>> START Text extract

When Apache Canada Ltd.’s Green Road B-41 horizontal well spudded on June 18, the event marked a technological step-change in the hunt for shale gas resources in New Brunswick, one of Canada’s Maritime provinces that shares a border with Maine.
The commencement of horizontal drilling operations affirmed more than a decade of exploration and production efforts by Corridor Resources Inc. – a Canadian junior and Apache Canada’s joint venture partner – to characterize the Lower Carboniferous Frederick Brook Shale as a potentially prolific resource play.
In stark contrast to its North American black marine shale counterparts, the Frederick Brook Shale is derived from a continental lacustrine source.
“Fundamentally, the Frederick Brook Shale stacks up very favorably – from a new ventures opportunity – to anything in Canada and the United States,” explained Calgary-based geologist Robert Spitzer, Apache Canada’s vice president of exploration.
“It doesn’t suffer from being over-mature, nor from significant structure,” he continued. “We know we’ve got a basin full of lacustrine shales that should be capable of production – it’s rich, and it’s thick.”
Spitzer recently assumed the management of Apache Corporation’s global unconventional exploration program.
“The Frederick Brook Shale has all the right ingredients for a world class shale: the vitrinite reflectance ranges from 0.6 to 2.4, taking you from the oil window to the dry gas window,” Spitzer said. “The burial history is good, and it’s deep enough. British Columbia’s Horn River Basin is one of our analogs, and the Frederick Brook Shale is comparable or a little bit better than the Horn River Basin shales.
“However,” he added pragmatically, “it’s early days.”
After five years of operation in the Horn River Basin, Apache Canada has jointly drilled 70 horizontal wells with trajectories now averaging 2,000 meters.
Describing Apache Canada’s portion of the Horn River Basin as “in the development stage,” Spitzer said his mandate is to identify and develop new gas shale resources in Canada, the United States and around the world.
Often new opportunities in the Lower 48 are largely unattractive, he said, due to fierce industry competition, high land bonuses and small land blocks. Apache Canada focused, instead, on the Maritimes Basin, which spans eastern Canada and comprises numerous, intercontinental strike-slip sub-basins.
In particular, Apache Canada homed in on the Frederick Brook Shale, an emerging resource play located in New Brunswick, a province with a competitive one-eighth royalty and a history of oil and gas production that dates back to the 1850s.
Leveraging its shale gas success in the Horn River Basin, Apache Canada is applying its E&P expertise to unlock the potential of the Frederick Brook Shale.

>> END Text extract

> **Your goal**:
Please retype, word for word, the part of the Frederick Brook Shale article that opens with the words "Often new opportunities" and closes with "to the 1850s.".

>> START Given material

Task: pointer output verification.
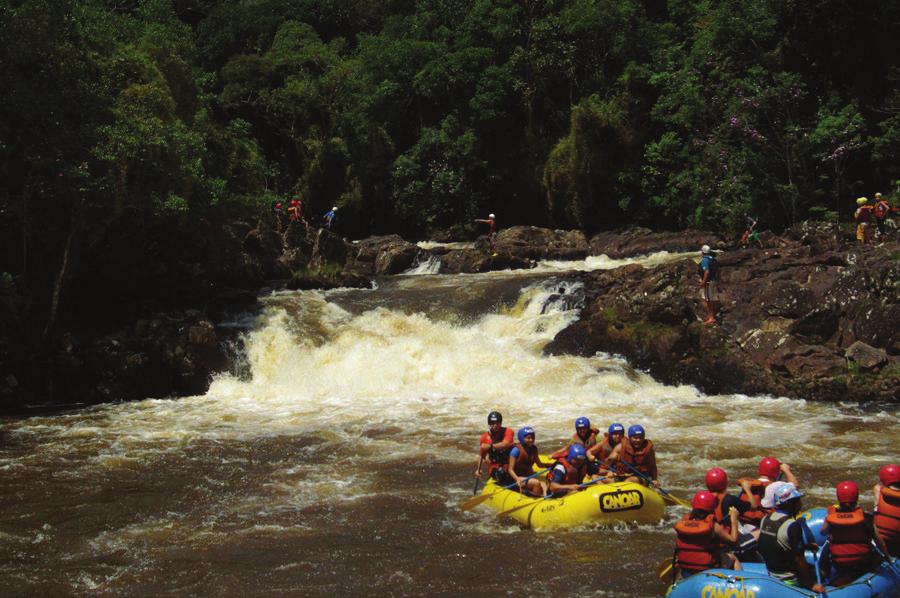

>> END Given material

> **Reply to the task**:
Often new opportunities in the Lower 48 are largely unattractive, he said, due to fierce industry competition, high land bonuses and small land blocks. Apache Canada focused, instead, on the Maritimes Basin, which spans eastern Canada and comprises numerous, intercontinental strike-slip sub-basins.
In particular, Apache Canada homed in on the Frederick Brook Shale, an emerging resource play located in New Brunswick, a province with a competitive one-eighth royalty and a history of oil and gas production that dates back to the 1850s.